#### Data items
****************

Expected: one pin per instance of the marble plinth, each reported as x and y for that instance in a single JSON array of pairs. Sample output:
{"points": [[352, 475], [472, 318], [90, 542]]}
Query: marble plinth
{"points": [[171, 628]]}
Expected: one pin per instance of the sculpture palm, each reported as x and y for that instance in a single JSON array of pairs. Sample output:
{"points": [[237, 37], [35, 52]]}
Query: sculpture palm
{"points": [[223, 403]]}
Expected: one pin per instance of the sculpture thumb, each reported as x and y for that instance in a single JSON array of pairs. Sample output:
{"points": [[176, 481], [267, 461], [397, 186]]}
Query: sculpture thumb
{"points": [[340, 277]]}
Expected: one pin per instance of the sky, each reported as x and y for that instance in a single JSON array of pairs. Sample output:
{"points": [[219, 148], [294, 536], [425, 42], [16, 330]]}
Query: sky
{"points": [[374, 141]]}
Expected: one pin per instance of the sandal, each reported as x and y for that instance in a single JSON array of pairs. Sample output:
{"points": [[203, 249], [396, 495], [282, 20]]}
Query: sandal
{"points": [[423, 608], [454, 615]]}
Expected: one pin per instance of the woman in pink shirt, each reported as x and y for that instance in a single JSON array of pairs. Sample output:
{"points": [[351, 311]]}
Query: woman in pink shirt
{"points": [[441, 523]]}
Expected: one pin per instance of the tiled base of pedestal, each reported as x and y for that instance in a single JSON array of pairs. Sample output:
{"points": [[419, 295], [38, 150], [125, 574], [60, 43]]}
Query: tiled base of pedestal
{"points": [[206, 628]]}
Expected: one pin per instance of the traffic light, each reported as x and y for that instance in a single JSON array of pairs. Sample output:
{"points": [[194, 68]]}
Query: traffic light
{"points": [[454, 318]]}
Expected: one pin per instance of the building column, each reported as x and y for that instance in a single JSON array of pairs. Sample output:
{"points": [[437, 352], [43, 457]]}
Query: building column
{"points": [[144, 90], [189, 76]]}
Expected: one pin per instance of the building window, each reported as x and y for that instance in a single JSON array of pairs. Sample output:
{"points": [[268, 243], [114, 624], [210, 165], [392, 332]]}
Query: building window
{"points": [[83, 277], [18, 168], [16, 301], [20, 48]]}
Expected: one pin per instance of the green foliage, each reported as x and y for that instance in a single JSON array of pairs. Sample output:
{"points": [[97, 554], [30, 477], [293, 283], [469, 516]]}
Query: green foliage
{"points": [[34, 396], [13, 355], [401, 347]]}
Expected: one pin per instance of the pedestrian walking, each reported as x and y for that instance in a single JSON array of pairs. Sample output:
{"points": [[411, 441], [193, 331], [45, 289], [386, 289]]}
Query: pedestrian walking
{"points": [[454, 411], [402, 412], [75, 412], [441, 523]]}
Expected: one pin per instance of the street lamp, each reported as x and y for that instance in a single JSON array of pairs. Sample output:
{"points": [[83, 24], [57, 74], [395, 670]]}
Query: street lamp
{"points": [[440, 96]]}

****************

#### WHAT THE TASK REQUIRES
Transcribe each entry exactly.

#### REPLY
Expected: one pin per instance of the marble plinth, each reported as x and y for that instance in a single JSON array of pairs. Sample output:
{"points": [[352, 475], [472, 318], [90, 542]]}
Query: marble plinth
{"points": [[171, 628]]}
Expected: one pin per instance of the sculpture palm, each reported as x and y for that instance in a single JSON array of pairs. Sample output:
{"points": [[237, 37], [35, 52]]}
Query: sculpture palm
{"points": [[223, 403]]}
Expected: one pin per instance of the sculpture thumb, each reported as x and y for that instance in a single JSON array of pairs. Sample output:
{"points": [[176, 481], [267, 461], [397, 186]]}
Query: sculpture thumb
{"points": [[340, 277]]}
Expected: one pin per instance of the sky, each reported as x and y for that instance in a single JSON array of pairs. Sample output:
{"points": [[219, 148], [294, 536], [425, 42], [16, 330]]}
Query: sky
{"points": [[374, 141]]}
Expected: one pin per instance of the sandal, each reported as x and y for that instance in a single JSON array of pairs. Sample output:
{"points": [[203, 249], [396, 495], [282, 20]]}
Query: sandal
{"points": [[423, 608], [454, 615]]}
Expected: one pin per instance of the woman in pink shirt, each reported as x and y for that instance in a single JSON array of pairs. Sample output:
{"points": [[351, 311]]}
Query: woman in pink shirt
{"points": [[441, 523]]}
Expected: one pin per instance of the tiled base of pedestal, each reported as x and y for that instance in a single JSON array of pairs. Sample output:
{"points": [[419, 295], [38, 150], [125, 574], [60, 43]]}
Query: tiled base of pedestal
{"points": [[206, 628]]}
Expected: one pin per instance of the traffic light, each reported as x and y for that instance in a single JSON array of pairs. Sample output:
{"points": [[194, 68]]}
Query: traffic light
{"points": [[454, 318]]}
Expected: one pin per instance of the building column, each reported as x and y for that instance in a single JSON array of pairs. Sample output:
{"points": [[437, 352], [43, 457]]}
Query: building column
{"points": [[144, 90], [189, 76]]}
Expected: one pin per instance of the building window, each reported as x and y for that instance in a single JSON array of pairs. Sample output:
{"points": [[268, 243], [114, 624], [210, 165], [392, 332]]}
Query: building window
{"points": [[83, 277], [18, 168], [16, 301], [20, 48]]}
Expected: one pin per instance of the green foliage, each reported as x and y for that instance in a single JSON array of pairs. Sample output:
{"points": [[97, 554], [30, 477], [293, 283], [469, 516]]}
Query: green foliage
{"points": [[34, 396], [13, 355], [401, 347]]}
Expected: one pin per instance of the pedestrian walking, each reported as x and y for that instance in a single JSON array of pairs. Sample output:
{"points": [[411, 441], [193, 331], [45, 289], [386, 289]]}
Query: pedestrian walking
{"points": [[454, 411], [402, 412], [75, 412], [441, 523]]}
Expected: one pin per instance of the street lamp, each reported as x and y for that instance in a single JSON array of pairs. Sample output:
{"points": [[83, 24], [57, 74], [395, 670]]}
Query: street lamp
{"points": [[440, 96]]}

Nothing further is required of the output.